---------- DATA LISTING
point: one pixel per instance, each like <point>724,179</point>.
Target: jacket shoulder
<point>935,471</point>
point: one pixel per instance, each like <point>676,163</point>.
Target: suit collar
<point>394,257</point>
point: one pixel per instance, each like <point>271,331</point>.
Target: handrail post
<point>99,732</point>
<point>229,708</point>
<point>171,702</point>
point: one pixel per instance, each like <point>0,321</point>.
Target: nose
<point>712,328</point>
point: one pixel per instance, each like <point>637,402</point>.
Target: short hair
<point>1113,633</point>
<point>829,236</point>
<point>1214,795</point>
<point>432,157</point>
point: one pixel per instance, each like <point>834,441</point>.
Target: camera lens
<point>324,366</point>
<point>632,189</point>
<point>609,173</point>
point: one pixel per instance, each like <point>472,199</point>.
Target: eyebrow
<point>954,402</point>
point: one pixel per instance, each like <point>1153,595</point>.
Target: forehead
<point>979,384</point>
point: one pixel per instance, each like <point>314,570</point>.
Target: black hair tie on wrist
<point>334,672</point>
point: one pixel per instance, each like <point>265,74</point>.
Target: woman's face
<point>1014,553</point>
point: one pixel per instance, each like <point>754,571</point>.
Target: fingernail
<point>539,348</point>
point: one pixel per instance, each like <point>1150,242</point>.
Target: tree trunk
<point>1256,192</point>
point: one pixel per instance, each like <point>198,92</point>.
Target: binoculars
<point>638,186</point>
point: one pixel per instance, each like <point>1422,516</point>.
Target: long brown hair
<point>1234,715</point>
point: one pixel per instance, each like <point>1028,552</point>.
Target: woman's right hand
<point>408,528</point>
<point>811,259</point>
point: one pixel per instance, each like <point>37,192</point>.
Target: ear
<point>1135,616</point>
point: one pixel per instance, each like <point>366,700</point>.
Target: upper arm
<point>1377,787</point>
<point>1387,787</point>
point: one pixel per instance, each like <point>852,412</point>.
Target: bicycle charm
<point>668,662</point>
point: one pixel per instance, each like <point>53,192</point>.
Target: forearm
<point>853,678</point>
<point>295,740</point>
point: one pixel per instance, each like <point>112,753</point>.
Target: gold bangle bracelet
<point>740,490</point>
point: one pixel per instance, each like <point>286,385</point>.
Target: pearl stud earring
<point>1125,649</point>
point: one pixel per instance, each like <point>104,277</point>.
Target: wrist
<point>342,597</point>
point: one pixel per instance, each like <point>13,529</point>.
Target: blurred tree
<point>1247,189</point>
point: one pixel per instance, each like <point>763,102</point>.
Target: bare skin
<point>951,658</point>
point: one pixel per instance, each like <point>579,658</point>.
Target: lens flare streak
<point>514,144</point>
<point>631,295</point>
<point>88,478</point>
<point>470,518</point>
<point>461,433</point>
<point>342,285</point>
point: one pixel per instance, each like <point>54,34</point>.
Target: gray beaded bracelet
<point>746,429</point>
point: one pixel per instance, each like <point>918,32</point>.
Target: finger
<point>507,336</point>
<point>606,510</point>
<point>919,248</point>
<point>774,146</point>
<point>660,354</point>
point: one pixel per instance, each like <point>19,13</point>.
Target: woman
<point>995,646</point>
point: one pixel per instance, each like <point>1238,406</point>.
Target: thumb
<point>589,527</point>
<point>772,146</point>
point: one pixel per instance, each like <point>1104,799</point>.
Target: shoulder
--------------------
◆ TASK DIRECTIONS
Transcribe only what runs from the line with "each like <point>1238,406</point>." to the last line above, keeping every line exactly as written.

◆ WRITTEN REPLY
point: one pixel per instance, each like <point>1238,406</point>.
Target: thumb
<point>589,527</point>
<point>772,146</point>
point: one pixel per instance, each like <point>1104,799</point>.
Target: shoulder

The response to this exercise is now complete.